DATA IN THIS EXERCISE Block Start

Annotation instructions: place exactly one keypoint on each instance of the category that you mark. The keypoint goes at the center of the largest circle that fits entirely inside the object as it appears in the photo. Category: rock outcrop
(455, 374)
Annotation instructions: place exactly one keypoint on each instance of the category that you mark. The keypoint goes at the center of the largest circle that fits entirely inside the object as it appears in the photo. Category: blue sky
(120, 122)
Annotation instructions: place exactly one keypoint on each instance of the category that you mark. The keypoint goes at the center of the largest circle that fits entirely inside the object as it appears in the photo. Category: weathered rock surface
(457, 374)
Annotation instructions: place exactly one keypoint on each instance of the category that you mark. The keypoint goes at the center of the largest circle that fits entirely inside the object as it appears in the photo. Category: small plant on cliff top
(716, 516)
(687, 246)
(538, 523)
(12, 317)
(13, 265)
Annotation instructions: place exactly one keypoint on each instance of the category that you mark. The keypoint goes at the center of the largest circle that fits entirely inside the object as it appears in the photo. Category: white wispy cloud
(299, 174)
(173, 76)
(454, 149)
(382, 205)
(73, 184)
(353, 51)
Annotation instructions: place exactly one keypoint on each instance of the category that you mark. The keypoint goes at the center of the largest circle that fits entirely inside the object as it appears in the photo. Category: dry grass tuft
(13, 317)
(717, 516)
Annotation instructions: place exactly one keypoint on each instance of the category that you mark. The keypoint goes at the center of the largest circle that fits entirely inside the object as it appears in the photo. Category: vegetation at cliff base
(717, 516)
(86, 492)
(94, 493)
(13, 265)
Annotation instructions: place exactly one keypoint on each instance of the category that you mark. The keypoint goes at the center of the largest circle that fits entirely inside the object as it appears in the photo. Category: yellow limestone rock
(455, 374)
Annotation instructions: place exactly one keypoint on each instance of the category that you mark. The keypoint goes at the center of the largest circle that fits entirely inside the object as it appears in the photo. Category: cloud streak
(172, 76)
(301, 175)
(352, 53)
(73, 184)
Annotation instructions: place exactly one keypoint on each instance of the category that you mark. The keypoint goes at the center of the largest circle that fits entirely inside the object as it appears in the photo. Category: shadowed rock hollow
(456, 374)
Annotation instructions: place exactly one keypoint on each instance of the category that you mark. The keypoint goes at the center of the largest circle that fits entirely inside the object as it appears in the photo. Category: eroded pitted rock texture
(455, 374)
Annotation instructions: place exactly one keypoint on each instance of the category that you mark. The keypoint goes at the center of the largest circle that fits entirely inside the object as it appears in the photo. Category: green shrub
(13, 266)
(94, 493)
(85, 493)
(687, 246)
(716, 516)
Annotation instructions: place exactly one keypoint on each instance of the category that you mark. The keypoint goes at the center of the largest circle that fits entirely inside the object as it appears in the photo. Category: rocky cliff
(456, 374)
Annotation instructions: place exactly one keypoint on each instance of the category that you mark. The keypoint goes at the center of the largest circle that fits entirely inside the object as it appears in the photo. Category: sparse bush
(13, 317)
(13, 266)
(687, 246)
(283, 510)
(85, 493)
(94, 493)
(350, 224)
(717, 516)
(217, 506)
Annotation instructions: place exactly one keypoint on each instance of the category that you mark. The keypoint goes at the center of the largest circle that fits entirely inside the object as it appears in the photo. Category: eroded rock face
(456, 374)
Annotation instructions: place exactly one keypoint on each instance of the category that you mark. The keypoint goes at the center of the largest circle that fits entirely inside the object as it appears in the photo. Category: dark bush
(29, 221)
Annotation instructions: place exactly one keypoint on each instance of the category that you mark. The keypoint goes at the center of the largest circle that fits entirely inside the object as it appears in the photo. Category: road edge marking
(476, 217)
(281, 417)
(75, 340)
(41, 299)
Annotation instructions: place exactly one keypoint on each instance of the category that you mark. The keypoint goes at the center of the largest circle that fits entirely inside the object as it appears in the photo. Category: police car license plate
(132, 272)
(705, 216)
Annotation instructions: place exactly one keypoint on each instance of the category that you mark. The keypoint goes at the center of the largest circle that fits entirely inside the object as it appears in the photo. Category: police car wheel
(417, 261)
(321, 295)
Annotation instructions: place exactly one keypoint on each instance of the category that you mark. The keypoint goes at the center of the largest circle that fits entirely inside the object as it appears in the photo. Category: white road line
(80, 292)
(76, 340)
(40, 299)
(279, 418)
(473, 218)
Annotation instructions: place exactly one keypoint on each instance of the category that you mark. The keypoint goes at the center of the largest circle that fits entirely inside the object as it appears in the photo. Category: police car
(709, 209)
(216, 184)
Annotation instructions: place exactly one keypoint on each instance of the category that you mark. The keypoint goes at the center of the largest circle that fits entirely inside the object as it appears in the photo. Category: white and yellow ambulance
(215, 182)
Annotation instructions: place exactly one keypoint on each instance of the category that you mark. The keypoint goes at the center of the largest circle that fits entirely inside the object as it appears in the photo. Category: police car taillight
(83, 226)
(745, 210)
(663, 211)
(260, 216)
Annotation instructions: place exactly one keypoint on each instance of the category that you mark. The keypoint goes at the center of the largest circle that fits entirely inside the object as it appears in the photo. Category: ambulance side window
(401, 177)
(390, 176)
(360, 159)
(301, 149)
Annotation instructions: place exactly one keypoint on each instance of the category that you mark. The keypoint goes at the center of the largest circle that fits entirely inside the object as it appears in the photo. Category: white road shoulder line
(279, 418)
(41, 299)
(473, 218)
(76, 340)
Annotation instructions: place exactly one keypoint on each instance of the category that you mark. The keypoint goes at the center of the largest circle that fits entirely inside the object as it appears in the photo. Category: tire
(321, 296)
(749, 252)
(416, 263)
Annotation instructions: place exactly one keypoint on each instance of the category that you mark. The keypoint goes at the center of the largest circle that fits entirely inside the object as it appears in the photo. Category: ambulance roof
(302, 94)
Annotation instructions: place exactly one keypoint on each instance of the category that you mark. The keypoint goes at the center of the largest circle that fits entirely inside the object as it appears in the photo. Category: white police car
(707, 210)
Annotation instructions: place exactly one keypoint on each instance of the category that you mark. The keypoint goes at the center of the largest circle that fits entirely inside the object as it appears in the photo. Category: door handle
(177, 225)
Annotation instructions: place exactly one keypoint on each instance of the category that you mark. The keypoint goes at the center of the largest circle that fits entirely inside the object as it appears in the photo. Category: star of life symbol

DATA IN THIS EXERCISE Block End

THE PROBLEM: Please copy each record shown above exactly.

ANSWER SPACE:
Annotation instructions: place exactly one keypoint on each instance of the category that you mark. The keypoint goes at the center of the largest circle that fits entirely inside the object as it appears in the photo. Category: rock outcrop
(455, 374)
Annotation instructions: place exactly one keypoint on each instance of the category that you mark. The keypoint goes at the center of the largest circle that fits entirely inside the object as it appears in the photo. Category: blue sky
(120, 122)
Annotation instructions: place exactly one keypoint on each instance of the category that you mark. The keypoint goes at the center of the largest circle that fits entirely inside the object as it appears in the photo. Category: weathered rock surface
(457, 374)
Annotation instructions: place exactly one keypoint on each instance of the category that you mark. The keypoint goes at the center of the largest circle that fits entirely inside the object as it appears in the photo. Category: small plant on cliff top
(716, 516)
(687, 246)
(538, 523)
(12, 317)
(13, 265)
Annotation instructions: place exactly one keypoint on each instance of the category that you mark. The keypoint goes at the center of the largest circle that fits entirely inside the object as it appears in the photo. Category: white wispy cloud
(299, 174)
(173, 76)
(454, 149)
(382, 205)
(73, 184)
(353, 51)
Annotation instructions: place exactly one keypoint on each instance of the category that you mark. The keypoint goes at the center of the largest circle that fits entirely inside the object as it appears in the photo. Category: dry grass tuft
(13, 317)
(717, 516)
Annotation instructions: place exactly one keypoint on each instance of the category that you mark. The keypoint goes at the center of the largest circle that fits entirely inside the object as it appears in the photo. Category: vegetation at cliff base
(717, 516)
(86, 492)
(94, 493)
(13, 265)
Annotation instructions: place exactly one keypoint on each instance of the category that you mark. The keypoint goes at the center of the largest circle that fits entirely inside the object as it appears in the photo. Category: yellow limestone rock
(455, 374)
Annotation instructions: place exactly one keypoint on each instance of the category that you mark. The keypoint goes at the center of the largest circle that fits entirely inside the object as it appears in the photo. Category: cloud streak
(172, 76)
(301, 175)
(352, 53)
(73, 184)
Annotation instructions: place exactly one keypoint on each instance of the category that you mark. The keypoint goes at the center of the largest circle that fits entirely inside the object as it appears in the photo. Category: shadowed rock hollow
(456, 374)
Annotation instructions: place exactly one keypoint on each instance of the category that you mark. The keypoint goes at the center of the largest circle that fits entirely inside the object as it appears in the photo. Category: eroded pitted rock texture
(455, 374)
Annotation instructions: place exactly one keypoint on each instance of the category that you mark. The keypoint goes at the center of the largest circle that fits entirely inside the object as it appears in the photo. Category: green shrub
(13, 266)
(94, 493)
(85, 493)
(687, 246)
(716, 516)
Annotation instructions: place exactly one keypoint on each instance of the category that you mark. The keypoint goes at the center of the largest circle that fits entirely inside the object as it appears in the photo. Category: rocky cliff
(456, 374)
Annotation instructions: place exactly one keypoint on each instance of the category that you mark. The keypoint goes at the center of the largest circle that fits entirely inside the object as it appears in the photo. Category: sparse bush
(13, 317)
(13, 266)
(687, 246)
(283, 510)
(85, 493)
(94, 493)
(350, 224)
(717, 516)
(217, 506)
Annotation instructions: place exactly one keypoint on each instance of the category that you mark. The keypoint goes at the center of the largest circle that fits entirely inside the object as it appears in the photo. Category: eroded rock face
(456, 374)
Annotation instructions: place exactly one keypoint on each instance of the category that you mark. The keypoint goes at the center of the largest circle that fits entirely inside the object as it appears in the photo. Category: dark bush
(29, 221)
Annotation instructions: place exactly one keypoint on each instance of the category that you mark. The keypoint goes at the center of the largest circle that fits entirely inside the object as it appears in the photo. Category: road edge marking
(476, 217)
(281, 417)
(75, 340)
(41, 299)
Annotation instructions: place exactly one keypoint on each instance of the category that you mark. The keypoint goes at the center of the largest circle that fits entirely inside the object as it appears in the photo. Category: police car license plate
(132, 272)
(705, 216)
Annotation instructions: place exactly one keypoint on each instance of the category that you mark. The keypoint goes at the center of the largest circle that fits entirely inside the object as it appears in the photo. Category: police car wheel
(417, 261)
(321, 295)
Annotation instructions: place exactly one keypoint on each instance of the category that you mark. The keypoint goes at the center of the largest circle that fits entirely inside the object as it appears in the photo. Category: white road line
(80, 292)
(76, 340)
(40, 299)
(279, 418)
(473, 218)
Annotation instructions: place exactly one keypoint on each instance of the category that you mark. The keypoint goes at the center of the largest circle that fits entirely inside the object as it appears in the photo. Category: police car
(709, 209)
(216, 184)
Annotation instructions: place exactly one keypoint on each instance of the category that you mark. The keypoint goes at the center of the largest circle that fits entirely inside the object as it appears in the photo. Category: white and yellow ambulance
(215, 182)
Annotation instructions: place exactly one keypoint on each instance of the category that you mark. The keypoint goes at the center of the largest circle that fits entirely inside the object as it appears in the photo. Category: police car taillight
(83, 226)
(745, 210)
(663, 211)
(260, 216)
Annotation instructions: place exactly one keypoint on each instance of the category that you mark. The keypoint goes at the center of the largest circle that fits entirely inside the object as it appears in the photo. Category: ambulance side window
(401, 177)
(390, 176)
(360, 159)
(301, 149)
Annotation instructions: place exactly one keypoint on each instance of the category that you mark. The keypoint goes at the center of the largest circle that fits entirely inside the object as it appears in the photo. Category: white road shoulder line
(279, 418)
(41, 299)
(473, 218)
(76, 340)
Annotation instructions: place exactly one keypoint on each instance of the category that you mark. The keypoint goes at the center of the largest circle that fits entirely inside the object as it appears in the photo. Category: tire
(321, 296)
(749, 252)
(416, 263)
Annotation instructions: place exactly one keypoint on each instance of the category that you mark. The keypoint goes at the center of the largest circle that fits entirely inside the object as it appears in the photo. Category: ambulance roof
(302, 94)
Annotation instructions: place exactly one keypoint on each instance of the category that you mark. The keypoint goes at the center of the largest circle that fits entirely inside the object as it appears in the photo. Category: white police car
(707, 210)
Annotation instructions: place exactly one keypoint on each instance of the category that you mark. The keypoint goes at the center of the largest circle that fits entirely inside the object as it appears in the photo. Category: door handle
(177, 225)
Annotation instructions: place exactly one keypoint on each instance of the category that you mark. The keypoint goes at the center of the largest circle that fits entirely inside the object as it appears in the photo. Category: star of life symbol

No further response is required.